## What needs to be done
Copy these lines word for word, leaving out the pictures.

## Dataset records
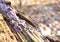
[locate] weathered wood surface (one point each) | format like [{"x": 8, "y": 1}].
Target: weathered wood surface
[{"x": 5, "y": 33}]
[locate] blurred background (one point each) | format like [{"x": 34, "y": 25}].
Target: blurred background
[{"x": 45, "y": 14}]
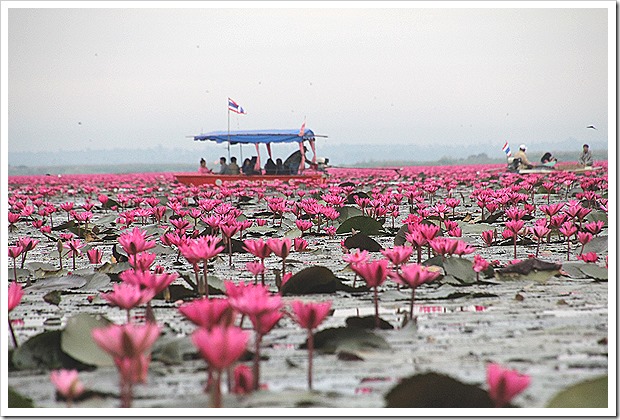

## Exercise result
[locate] weathered wood surface (one point each) | format like [{"x": 8, "y": 1}].
Target: weathered wood surface
[{"x": 5, "y": 33}]
[locate] blurred background (one point each) | format like [{"x": 34, "y": 25}].
Target: blurred background
[{"x": 45, "y": 14}]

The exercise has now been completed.